■ **Task to complete**
In the data below, find the line containing "Draw the outline of every instance of the fork"; reproduce that line and all subsequent lines exactly, and nothing else.

■ **Material for this task**
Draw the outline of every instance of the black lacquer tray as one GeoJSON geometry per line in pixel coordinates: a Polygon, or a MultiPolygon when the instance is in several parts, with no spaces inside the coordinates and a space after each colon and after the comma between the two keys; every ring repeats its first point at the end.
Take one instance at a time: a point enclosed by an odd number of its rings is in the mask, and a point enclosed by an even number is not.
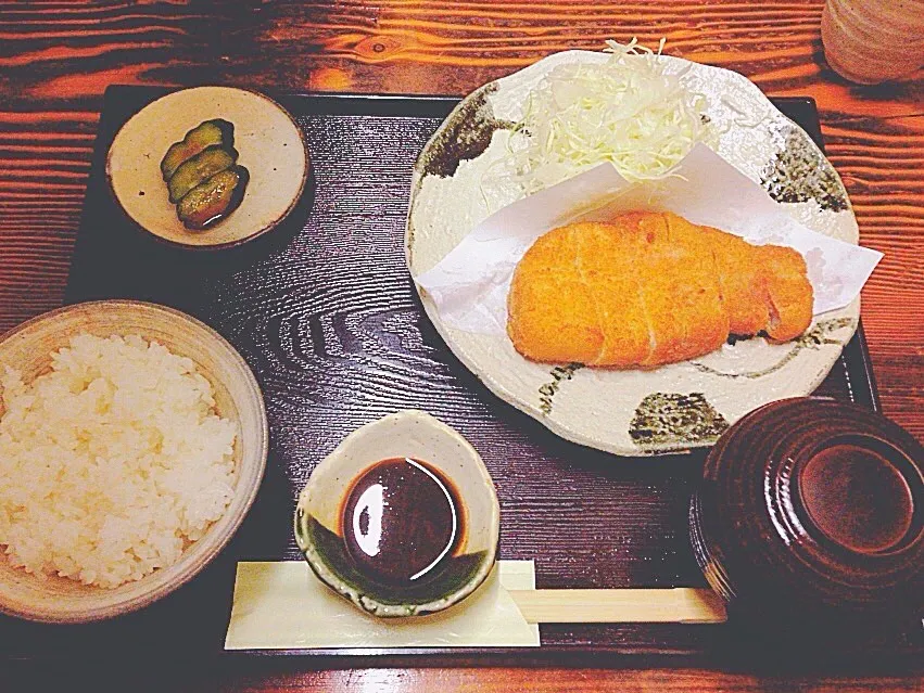
{"type": "MultiPolygon", "coordinates": [[[[480,451],[502,505],[502,559],[535,561],[541,588],[705,587],[687,537],[687,505],[704,452],[617,459],[565,441],[494,397],[430,325],[405,269],[412,167],[454,98],[277,95],[304,129],[312,178],[287,222],[239,248],[180,251],[136,229],[112,198],[104,159],[125,120],[165,90],[113,87],[105,105],[67,301],[130,297],[185,310],[243,355],[263,388],[270,455],[240,531],[206,570],[137,613],[87,626],[0,617],[0,656],[248,657],[224,653],[238,560],[299,560],[295,498],[315,463],[357,426],[419,408],[480,451]]],[[[814,103],[777,106],[820,142],[814,103]]],[[[877,409],[862,328],[819,394],[877,409]]],[[[781,638],[774,634],[773,642],[781,638]]],[[[544,625],[535,650],[273,651],[417,663],[767,662],[752,624],[544,625]],[[619,659],[615,658],[619,655],[619,659]]],[[[806,659],[921,658],[921,625],[800,633],[806,659]],[[818,638],[811,640],[818,644],[818,638]],[[823,652],[822,652],[823,650],[823,652]]],[[[800,645],[801,647],[801,645],[800,645]]],[[[795,651],[796,649],[790,650],[795,651]]],[[[773,657],[770,657],[773,658],[773,657]]],[[[354,659],[351,659],[353,662],[354,659]]],[[[355,659],[359,662],[360,659],[355,659]]],[[[321,662],[321,659],[316,659],[321,662]]]]}

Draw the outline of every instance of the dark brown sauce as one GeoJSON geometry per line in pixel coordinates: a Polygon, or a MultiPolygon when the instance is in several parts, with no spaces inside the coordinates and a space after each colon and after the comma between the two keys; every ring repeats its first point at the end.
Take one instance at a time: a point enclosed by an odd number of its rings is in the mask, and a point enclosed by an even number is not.
{"type": "Polygon", "coordinates": [[[395,586],[427,581],[452,557],[464,534],[452,484],[420,460],[377,462],[353,483],[341,535],[356,568],[395,586]]]}

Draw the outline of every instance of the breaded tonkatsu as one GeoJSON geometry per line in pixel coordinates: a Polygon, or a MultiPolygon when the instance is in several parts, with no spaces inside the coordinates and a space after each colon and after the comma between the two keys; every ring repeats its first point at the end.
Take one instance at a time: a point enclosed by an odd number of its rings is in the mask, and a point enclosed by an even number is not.
{"type": "Polygon", "coordinates": [[[812,287],[792,248],[632,213],[541,236],[507,305],[507,332],[529,359],[655,368],[718,349],[730,334],[800,335],[812,287]]]}

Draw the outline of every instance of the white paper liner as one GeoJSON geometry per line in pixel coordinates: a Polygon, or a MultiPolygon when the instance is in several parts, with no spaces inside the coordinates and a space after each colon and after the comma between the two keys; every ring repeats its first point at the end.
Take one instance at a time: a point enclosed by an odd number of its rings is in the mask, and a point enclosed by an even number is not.
{"type": "Polygon", "coordinates": [[[697,144],[656,180],[630,183],[602,164],[499,209],[478,224],[435,267],[416,277],[450,326],[506,334],[514,269],[533,242],[577,221],[606,221],[640,209],[673,211],[688,221],[757,244],[787,245],[806,258],[814,313],[849,305],[882,253],[808,229],[734,166],[697,144]]]}

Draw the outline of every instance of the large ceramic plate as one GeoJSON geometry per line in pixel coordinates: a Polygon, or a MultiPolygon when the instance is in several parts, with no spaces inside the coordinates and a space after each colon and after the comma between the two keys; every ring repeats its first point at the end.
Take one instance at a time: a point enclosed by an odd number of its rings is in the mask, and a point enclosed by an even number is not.
{"type": "MultiPolygon", "coordinates": [[[[534,87],[564,63],[604,62],[603,53],[557,53],[467,97],[425,146],[414,174],[406,253],[415,277],[439,262],[471,229],[522,197],[498,164],[534,87]],[[490,184],[485,184],[490,181],[490,184]]],[[[662,56],[670,72],[688,69],[691,88],[708,98],[705,115],[717,152],[758,181],[785,211],[820,233],[857,243],[859,231],[844,184],[796,124],[744,76],[662,56]]],[[[611,371],[526,360],[506,336],[471,334],[444,324],[421,299],[455,355],[497,396],[558,435],[623,455],[709,446],[761,405],[811,393],[857,329],[859,299],[817,316],[800,338],[726,345],[703,358],[655,371],[611,371]]]]}

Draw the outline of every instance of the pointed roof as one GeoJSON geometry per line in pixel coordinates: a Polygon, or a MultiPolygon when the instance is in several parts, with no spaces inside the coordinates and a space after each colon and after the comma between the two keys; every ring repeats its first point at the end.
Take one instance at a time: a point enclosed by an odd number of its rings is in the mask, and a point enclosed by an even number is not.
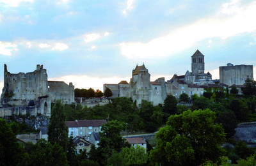
{"type": "Polygon", "coordinates": [[[141,70],[147,70],[146,67],[144,65],[144,63],[143,64],[142,64],[142,66],[136,66],[135,69],[132,70],[132,75],[138,75],[139,73],[139,71],[141,70]]]}
{"type": "Polygon", "coordinates": [[[196,50],[196,51],[193,54],[192,57],[194,56],[204,56],[203,54],[201,53],[198,50],[196,50]]]}

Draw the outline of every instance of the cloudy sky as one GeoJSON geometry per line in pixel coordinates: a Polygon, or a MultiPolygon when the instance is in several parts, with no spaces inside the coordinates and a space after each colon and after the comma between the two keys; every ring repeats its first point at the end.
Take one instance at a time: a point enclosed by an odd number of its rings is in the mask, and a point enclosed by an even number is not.
{"type": "Polygon", "coordinates": [[[77,88],[129,82],[143,63],[152,80],[169,80],[197,49],[212,79],[228,63],[253,65],[256,78],[256,1],[0,0],[0,87],[4,63],[43,64],[77,88]]]}

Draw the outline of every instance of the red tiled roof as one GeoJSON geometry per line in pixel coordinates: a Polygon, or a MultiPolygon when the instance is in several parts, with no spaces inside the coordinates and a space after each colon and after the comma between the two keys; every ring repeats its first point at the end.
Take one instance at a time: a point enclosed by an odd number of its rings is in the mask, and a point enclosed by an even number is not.
{"type": "Polygon", "coordinates": [[[72,127],[82,126],[101,126],[107,123],[106,120],[78,120],[75,121],[66,121],[66,126],[72,127]]]}
{"type": "Polygon", "coordinates": [[[131,144],[147,144],[143,138],[126,138],[126,140],[131,144]]]}
{"type": "Polygon", "coordinates": [[[119,82],[118,84],[129,84],[126,80],[121,80],[121,82],[119,82]]]}
{"type": "Polygon", "coordinates": [[[160,82],[156,82],[156,81],[150,82],[150,84],[152,84],[152,85],[154,85],[154,86],[161,86],[161,83],[160,82]]]}

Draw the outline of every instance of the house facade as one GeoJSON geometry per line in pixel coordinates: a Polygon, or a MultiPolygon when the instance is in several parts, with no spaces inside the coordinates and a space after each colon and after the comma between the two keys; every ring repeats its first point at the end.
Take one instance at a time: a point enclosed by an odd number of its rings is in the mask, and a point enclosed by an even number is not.
{"type": "Polygon", "coordinates": [[[93,132],[101,131],[101,126],[107,123],[106,120],[76,120],[66,121],[68,128],[68,137],[83,137],[88,140],[93,132]]]}
{"type": "Polygon", "coordinates": [[[147,142],[143,138],[125,138],[125,139],[132,146],[139,145],[147,149],[147,142]]]}

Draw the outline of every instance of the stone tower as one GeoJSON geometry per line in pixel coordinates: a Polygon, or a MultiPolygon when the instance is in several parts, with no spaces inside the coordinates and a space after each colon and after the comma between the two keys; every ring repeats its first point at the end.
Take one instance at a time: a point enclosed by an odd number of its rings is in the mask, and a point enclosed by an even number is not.
{"type": "Polygon", "coordinates": [[[204,56],[198,50],[191,56],[191,70],[195,75],[204,73],[204,56]]]}

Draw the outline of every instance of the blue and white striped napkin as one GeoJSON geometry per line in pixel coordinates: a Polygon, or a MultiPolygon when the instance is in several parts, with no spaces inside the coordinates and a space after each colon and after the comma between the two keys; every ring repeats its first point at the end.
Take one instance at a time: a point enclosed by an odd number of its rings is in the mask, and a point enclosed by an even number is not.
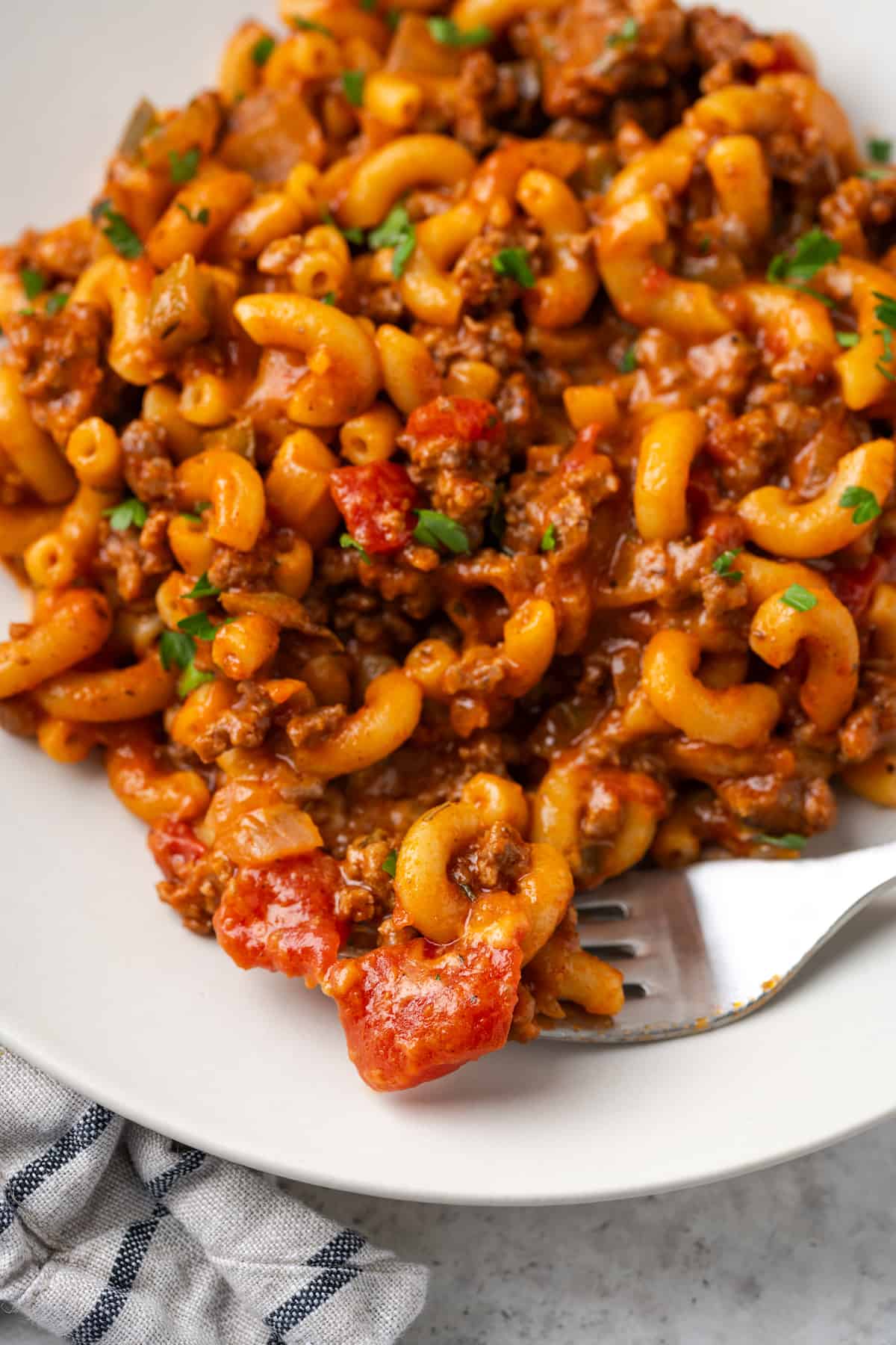
{"type": "Polygon", "coordinates": [[[388,1345],[427,1271],[0,1049],[0,1305],[74,1345],[388,1345]]]}

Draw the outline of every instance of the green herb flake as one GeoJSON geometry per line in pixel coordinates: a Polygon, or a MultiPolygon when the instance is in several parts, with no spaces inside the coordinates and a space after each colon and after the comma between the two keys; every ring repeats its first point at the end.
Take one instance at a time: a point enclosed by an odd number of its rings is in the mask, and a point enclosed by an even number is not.
{"type": "Polygon", "coordinates": [[[540,551],[555,551],[557,545],[557,530],[553,523],[548,523],[544,533],[541,534],[541,541],[539,542],[540,551]]]}
{"type": "Polygon", "coordinates": [[[848,486],[840,496],[840,507],[853,511],[853,523],[857,526],[872,523],[881,512],[877,496],[864,486],[848,486]]]}
{"type": "Polygon", "coordinates": [[[364,104],[364,71],[343,70],[343,89],[352,108],[360,108],[364,104]]]}
{"type": "MultiPolygon", "coordinates": [[[[227,621],[223,624],[227,625],[227,621]]],[[[179,621],[177,629],[183,631],[184,635],[195,635],[197,640],[214,640],[219,627],[210,620],[207,612],[195,612],[192,616],[185,616],[183,621],[179,621]]]]}
{"type": "Polygon", "coordinates": [[[743,570],[736,570],[733,568],[733,564],[742,551],[743,546],[735,546],[729,551],[723,551],[721,555],[717,555],[712,562],[713,573],[723,578],[725,584],[740,584],[744,577],[743,570]]]}
{"type": "Polygon", "coordinates": [[[875,369],[879,374],[883,374],[889,383],[896,383],[896,350],[893,348],[893,336],[896,335],[896,299],[892,295],[881,295],[880,291],[872,291],[877,304],[875,305],[875,317],[881,325],[875,331],[875,336],[880,336],[884,343],[883,358],[877,360],[875,369]]]}
{"type": "Polygon", "coordinates": [[[116,533],[126,533],[129,527],[142,527],[146,522],[146,506],[136,495],[129,495],[120,504],[105,508],[102,516],[109,519],[109,526],[116,533]]]}
{"type": "Polygon", "coordinates": [[[611,32],[607,38],[609,47],[629,47],[633,42],[638,40],[638,34],[641,32],[635,19],[629,16],[618,32],[611,32]]]}
{"type": "Polygon", "coordinates": [[[770,837],[760,831],[756,841],[763,845],[774,845],[776,850],[805,850],[807,837],[801,837],[795,831],[787,831],[783,837],[770,837]]]}
{"type": "Polygon", "coordinates": [[[361,561],[364,562],[364,565],[372,565],[373,564],[371,561],[369,555],[367,554],[367,551],[364,550],[364,547],[361,546],[361,543],[356,542],[351,533],[343,533],[343,535],[339,539],[339,545],[343,547],[344,551],[349,551],[349,550],[357,551],[357,554],[361,557],[361,561]]]}
{"type": "Polygon", "coordinates": [[[270,34],[265,34],[263,38],[258,39],[258,42],[251,50],[251,58],[259,69],[262,66],[266,66],[270,58],[274,55],[275,46],[277,43],[270,36],[270,34]]]}
{"type": "Polygon", "coordinates": [[[439,514],[433,508],[418,508],[414,511],[418,518],[414,529],[414,539],[420,546],[431,546],[438,551],[441,546],[454,555],[470,554],[470,539],[459,523],[455,523],[447,514],[439,514]]]}
{"type": "Polygon", "coordinates": [[[98,202],[91,214],[94,223],[99,223],[101,219],[106,221],[102,229],[102,235],[116,249],[120,257],[124,257],[126,261],[136,261],[137,257],[142,257],[144,245],[125,217],[111,208],[110,200],[98,202]]]}
{"type": "Polygon", "coordinates": [[[443,15],[433,15],[426,20],[430,36],[434,42],[441,42],[443,47],[482,47],[490,42],[493,32],[486,24],[480,23],[476,28],[458,28],[454,19],[443,15]]]}
{"type": "Polygon", "coordinates": [[[517,285],[532,289],[535,276],[529,266],[529,254],[525,247],[502,247],[492,258],[492,268],[496,276],[509,276],[517,285]]]}
{"type": "Polygon", "coordinates": [[[159,642],[159,658],[165,672],[172,667],[188,668],[196,655],[196,644],[191,635],[183,631],[163,631],[159,642]]]}
{"type": "Polygon", "coordinates": [[[298,32],[322,32],[325,38],[333,36],[332,28],[326,28],[322,23],[314,23],[313,19],[302,19],[298,13],[294,13],[289,22],[298,32]]]}
{"type": "MultiPolygon", "coordinates": [[[[772,257],[768,266],[768,280],[799,288],[817,276],[822,266],[837,261],[841,252],[841,245],[823,229],[810,229],[797,242],[793,256],[778,253],[776,257],[772,257]]],[[[823,300],[821,295],[813,293],[813,297],[823,300]]]]}
{"type": "Polygon", "coordinates": [[[811,612],[813,607],[818,607],[815,594],[805,589],[802,584],[791,584],[780,594],[780,601],[786,603],[787,607],[793,607],[795,612],[811,612]]]}
{"type": "Polygon", "coordinates": [[[38,295],[43,295],[44,278],[39,270],[32,270],[31,266],[23,266],[19,272],[19,278],[21,280],[21,288],[26,292],[26,297],[34,300],[38,295]]]}
{"type": "Polygon", "coordinates": [[[382,225],[367,235],[371,247],[392,247],[392,274],[399,278],[416,247],[416,230],[406,206],[392,206],[382,225]]]}
{"type": "Polygon", "coordinates": [[[179,200],[177,210],[183,211],[184,215],[187,215],[187,219],[191,222],[191,225],[207,225],[208,221],[211,219],[211,215],[208,214],[206,206],[203,206],[201,210],[197,210],[196,214],[193,215],[189,207],[184,206],[183,200],[179,200]]]}
{"type": "Polygon", "coordinates": [[[622,363],[619,364],[621,374],[634,374],[638,367],[638,346],[637,342],[631,342],[627,351],[622,356],[622,363]]]}
{"type": "Polygon", "coordinates": [[[199,172],[199,160],[201,159],[201,151],[187,149],[183,155],[179,155],[176,149],[168,151],[168,163],[171,164],[171,180],[183,187],[184,183],[192,182],[199,172]]]}
{"type": "Polygon", "coordinates": [[[204,686],[206,682],[214,681],[214,672],[200,672],[195,663],[188,663],[183,674],[177,678],[177,695],[184,701],[197,686],[204,686]]]}
{"type": "Polygon", "coordinates": [[[220,589],[212,584],[208,578],[208,573],[203,573],[199,576],[189,593],[185,593],[184,597],[218,597],[220,589]]]}

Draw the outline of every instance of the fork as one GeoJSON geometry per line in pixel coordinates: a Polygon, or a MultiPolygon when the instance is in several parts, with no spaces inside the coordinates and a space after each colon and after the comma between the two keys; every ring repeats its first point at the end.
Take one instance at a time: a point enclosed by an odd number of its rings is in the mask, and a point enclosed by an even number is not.
{"type": "Polygon", "coordinates": [[[896,842],[822,859],[715,859],[630,872],[576,898],[582,946],[625,972],[617,1018],[571,1006],[557,1041],[618,1046],[727,1028],[763,1009],[873,897],[896,842]]]}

■ **Result of the exercise**
Draw the outline of every instance of the fork as one GeoJSON geometry per line in pixel coordinates: a Polygon, or a MultiPolygon when the instance is in several parts, with no spaces inside the coordinates and a space after each colon and after the comma between the two keys; every ring repeats its first point at the end.
Take one instance at a time: a point enclosed by an odd number of its rings is in the mask, and a point enclosed by an even number is not.
{"type": "Polygon", "coordinates": [[[896,842],[822,859],[715,859],[630,872],[576,898],[582,946],[625,972],[617,1018],[571,1006],[557,1041],[618,1046],[727,1028],[763,1009],[873,897],[896,842]]]}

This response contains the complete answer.